== Task input
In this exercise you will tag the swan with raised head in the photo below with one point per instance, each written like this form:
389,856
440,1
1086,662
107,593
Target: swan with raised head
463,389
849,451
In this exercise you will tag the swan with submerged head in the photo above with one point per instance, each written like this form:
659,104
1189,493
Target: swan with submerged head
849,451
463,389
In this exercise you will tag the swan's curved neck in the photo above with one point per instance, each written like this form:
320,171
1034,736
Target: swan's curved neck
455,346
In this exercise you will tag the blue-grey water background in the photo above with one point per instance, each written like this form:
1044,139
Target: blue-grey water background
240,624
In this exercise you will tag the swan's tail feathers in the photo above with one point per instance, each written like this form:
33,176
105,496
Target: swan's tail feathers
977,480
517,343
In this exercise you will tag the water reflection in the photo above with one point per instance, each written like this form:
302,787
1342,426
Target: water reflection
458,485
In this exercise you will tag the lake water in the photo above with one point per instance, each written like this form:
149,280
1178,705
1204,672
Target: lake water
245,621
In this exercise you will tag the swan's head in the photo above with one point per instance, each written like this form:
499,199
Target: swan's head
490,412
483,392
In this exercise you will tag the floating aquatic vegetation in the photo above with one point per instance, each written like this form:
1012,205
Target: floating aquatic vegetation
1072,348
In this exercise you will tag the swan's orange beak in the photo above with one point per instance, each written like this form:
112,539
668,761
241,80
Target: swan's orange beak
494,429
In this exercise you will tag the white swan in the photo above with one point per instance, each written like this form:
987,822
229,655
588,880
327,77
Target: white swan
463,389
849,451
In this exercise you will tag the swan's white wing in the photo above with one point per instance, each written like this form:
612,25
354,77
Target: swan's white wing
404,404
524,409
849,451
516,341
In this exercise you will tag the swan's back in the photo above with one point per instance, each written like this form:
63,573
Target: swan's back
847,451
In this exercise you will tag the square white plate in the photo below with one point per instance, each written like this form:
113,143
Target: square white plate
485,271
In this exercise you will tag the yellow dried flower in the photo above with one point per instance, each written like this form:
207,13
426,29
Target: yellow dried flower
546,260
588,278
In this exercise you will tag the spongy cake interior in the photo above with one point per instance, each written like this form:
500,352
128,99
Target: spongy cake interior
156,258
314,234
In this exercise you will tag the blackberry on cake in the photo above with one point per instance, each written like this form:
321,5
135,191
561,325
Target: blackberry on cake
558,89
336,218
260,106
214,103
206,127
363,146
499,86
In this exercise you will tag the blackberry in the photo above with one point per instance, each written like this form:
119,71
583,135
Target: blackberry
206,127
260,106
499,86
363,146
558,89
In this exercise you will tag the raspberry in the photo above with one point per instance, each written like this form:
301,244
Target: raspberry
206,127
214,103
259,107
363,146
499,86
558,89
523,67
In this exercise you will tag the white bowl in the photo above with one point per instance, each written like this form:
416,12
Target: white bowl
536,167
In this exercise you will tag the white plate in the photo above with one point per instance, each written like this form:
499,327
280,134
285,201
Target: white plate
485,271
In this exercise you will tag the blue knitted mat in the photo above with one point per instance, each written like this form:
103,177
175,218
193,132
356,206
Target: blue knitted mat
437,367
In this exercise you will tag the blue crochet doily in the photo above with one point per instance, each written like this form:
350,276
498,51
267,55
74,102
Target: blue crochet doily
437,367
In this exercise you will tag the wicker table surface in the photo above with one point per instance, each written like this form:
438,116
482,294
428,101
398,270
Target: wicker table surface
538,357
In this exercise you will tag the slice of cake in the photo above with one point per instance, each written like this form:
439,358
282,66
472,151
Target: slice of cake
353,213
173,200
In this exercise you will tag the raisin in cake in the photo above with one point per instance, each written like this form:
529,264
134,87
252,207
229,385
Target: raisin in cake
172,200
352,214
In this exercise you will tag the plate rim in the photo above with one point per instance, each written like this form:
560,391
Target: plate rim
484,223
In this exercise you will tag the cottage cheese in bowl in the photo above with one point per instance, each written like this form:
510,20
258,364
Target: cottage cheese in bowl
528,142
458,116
====
» Aim of the exercise
Reproduce all of the lines above word for word.

» Result of this task
In this exercise you will tag the swan with raised head in the photo below with one point per instance, each written like this form:
389,856
440,1
1086,662
107,593
Target: swan with raised head
463,389
849,451
In this exercise you will tag the swan with submerged head in the photo above with one point per instance, each written like this form:
659,104
1189,493
Target: swan with submerged head
849,451
463,389
In this exercise you will tag the swan's curved neck in the photo above with one point per instance, each written like this form:
320,171
1034,736
Target: swan's curved neck
455,346
In this exercise you will tag the blue-grey water background in the photo above with one point per instance, each written like this form:
1044,139
Target: blue-grey water background
240,624
In this exercise you will tag the swan's tail feathers in the photo above with one point per instance, each written like this form:
33,176
105,496
Target: swan's tail feathers
977,480
517,343
In this exercise you will tag the water reflection in the photo above with one point per instance, each written like this form:
302,787
1342,426
Target: water reflection
458,485
In this exercise you will tag the lake water in the photo above with one point per instance, each written like this form:
149,280
1178,705
1204,672
Target: lake water
245,621
In this exercise you will tag the swan's head in the photo above with one point per instance, each written like this form:
499,199
Target: swan's head
490,412
483,392
In this exercise you will tag the floating aquatic vegetation in the photo above with one point per instance, each written like this form:
1012,205
Target: floating aquatic vegetation
1072,348
In this exercise you will tag the swan's orange beak in the photo above with one point per instance, each written like this form:
112,539
668,761
241,80
Target: swan's orange beak
494,429
In this exercise you will tag the white swan in the photo above with one point per instance, each written like this form:
987,822
229,655
588,880
327,77
Target: white swan
463,389
849,451
In this exercise you will tag the swan's white wing in the photo above with one point per instance, each written like this form:
612,25
354,77
Target: swan's white wing
404,404
524,409
849,451
516,341
In this exercise you will tag the swan's back in the photo above with one point per instance, each written like this form:
63,573
Target: swan's back
847,451
In this exercise you will tag the square white plate in the photo below with one point per instance, each written like this form:
113,143
Target: square white plate
485,271
In this exercise you will tag the yellow dried flower in the photo above with one point per instance, each written like this form:
207,13
426,29
Target: yellow dried flower
546,260
588,278
In this exercise you will tag the spongy cake interior in the photo above with one point per instance, each written like this form:
500,352
128,99
Target: spongy cake interior
156,258
314,234
In this exercise you will tag the blackberry on cake in the photo above with one point per instance, each written like this form:
321,5
135,191
561,325
Target: blackberry on cake
558,89
336,218
260,106
214,103
206,127
363,146
499,86
In this exercise you will tag the blackberry in the photo above with one point per instance, each written like this form:
119,71
583,135
Target: blackberry
206,127
260,106
499,86
363,146
558,89
In this exercise you will tag the raspberry in the photo above with one point per instance, each written like this form:
301,244
Target: raspberry
206,127
214,103
259,107
363,146
499,86
558,89
523,67
In this exercise you will tag the white bowl in the photo above with one point per instance, each written like this form:
416,12
Target: white bowl
536,167
In this exercise you will tag the white plate in the photo above with one point per instance, each written like this form:
499,327
280,134
285,201
Target: white plate
485,271
In this exercise you will tag the blue knitted mat in the photo above with one point per instance, each written like this form:
103,177
175,218
193,132
356,206
Target: blue knitted mat
437,367
In this exercise you will tag the blue crochet doily in the photo above with one point per instance, each written like this form:
350,276
498,51
267,55
74,102
Target: blue crochet doily
437,367
In this exercise you will tag the wicker table surface in the photo above with one point per instance, each written like this form:
438,116
482,294
428,101
398,270
Target: wicker table surface
538,357
In this exercise you will tag the slice of cake in the photo above with one point per instance, each written like this form:
439,358
282,66
472,151
Target: slice of cake
353,213
173,200
In this exercise you will tag the raisin in cake in the photo above with one point per instance, each written like this form:
529,264
134,87
252,207
229,385
Target: raisin in cake
172,200
352,214
In this exercise you will tag the plate rim in the photo above with one point per instance, each written like this form:
560,391
Target: plate rim
484,223
In this exercise you will tag the cottage cheese in bowl in the photo above with one point per instance, each written like this form:
510,20
258,364
Target: cottage cheese in bowl
528,142
458,116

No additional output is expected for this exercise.